Your answer should be one number: the count of lines in these entries that hold the word "light".

■ Data under study ■
+ + + + +

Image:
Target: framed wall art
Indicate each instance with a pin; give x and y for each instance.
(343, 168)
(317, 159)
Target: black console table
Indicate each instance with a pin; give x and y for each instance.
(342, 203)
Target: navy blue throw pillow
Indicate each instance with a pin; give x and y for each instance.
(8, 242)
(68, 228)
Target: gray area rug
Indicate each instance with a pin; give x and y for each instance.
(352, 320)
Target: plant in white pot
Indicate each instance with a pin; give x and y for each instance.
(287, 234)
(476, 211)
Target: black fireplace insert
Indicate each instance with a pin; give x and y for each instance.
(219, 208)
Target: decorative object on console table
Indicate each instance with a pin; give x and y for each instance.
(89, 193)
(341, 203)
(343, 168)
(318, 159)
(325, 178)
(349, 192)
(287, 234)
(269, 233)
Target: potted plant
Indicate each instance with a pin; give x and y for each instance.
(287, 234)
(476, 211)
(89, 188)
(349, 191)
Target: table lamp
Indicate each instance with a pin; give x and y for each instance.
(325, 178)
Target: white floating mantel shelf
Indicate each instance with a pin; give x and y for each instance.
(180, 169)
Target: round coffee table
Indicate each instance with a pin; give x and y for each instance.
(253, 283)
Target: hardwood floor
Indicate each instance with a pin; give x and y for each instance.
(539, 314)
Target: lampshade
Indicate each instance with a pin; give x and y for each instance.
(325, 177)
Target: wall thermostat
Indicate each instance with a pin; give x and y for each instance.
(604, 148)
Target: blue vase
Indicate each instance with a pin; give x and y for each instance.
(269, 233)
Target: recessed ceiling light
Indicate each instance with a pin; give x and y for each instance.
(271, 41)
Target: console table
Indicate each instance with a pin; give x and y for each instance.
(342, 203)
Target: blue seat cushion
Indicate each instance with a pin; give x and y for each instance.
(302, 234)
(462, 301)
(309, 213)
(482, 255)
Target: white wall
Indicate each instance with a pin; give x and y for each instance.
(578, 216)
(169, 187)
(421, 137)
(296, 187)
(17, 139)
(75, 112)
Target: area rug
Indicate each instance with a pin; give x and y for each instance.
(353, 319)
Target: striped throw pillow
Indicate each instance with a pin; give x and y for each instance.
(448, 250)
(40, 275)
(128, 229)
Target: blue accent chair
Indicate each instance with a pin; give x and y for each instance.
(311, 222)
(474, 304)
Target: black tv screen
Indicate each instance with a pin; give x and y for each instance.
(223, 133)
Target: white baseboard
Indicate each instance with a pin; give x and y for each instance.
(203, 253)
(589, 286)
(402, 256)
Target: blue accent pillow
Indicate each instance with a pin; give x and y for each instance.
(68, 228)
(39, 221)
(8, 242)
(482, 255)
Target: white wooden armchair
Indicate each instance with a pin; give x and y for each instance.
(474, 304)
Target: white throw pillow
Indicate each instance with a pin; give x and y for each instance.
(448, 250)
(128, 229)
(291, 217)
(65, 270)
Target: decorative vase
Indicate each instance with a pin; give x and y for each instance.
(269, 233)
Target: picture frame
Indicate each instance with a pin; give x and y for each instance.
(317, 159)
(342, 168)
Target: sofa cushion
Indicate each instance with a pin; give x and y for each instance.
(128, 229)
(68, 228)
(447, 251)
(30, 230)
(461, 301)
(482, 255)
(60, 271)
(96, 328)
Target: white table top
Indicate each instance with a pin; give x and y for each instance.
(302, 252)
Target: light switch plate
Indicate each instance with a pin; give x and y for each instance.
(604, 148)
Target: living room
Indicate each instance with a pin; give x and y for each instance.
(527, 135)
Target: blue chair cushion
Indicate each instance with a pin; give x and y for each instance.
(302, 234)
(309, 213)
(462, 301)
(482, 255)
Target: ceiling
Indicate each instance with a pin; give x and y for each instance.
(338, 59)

+ + + + +

■ Solution to the problem ■
2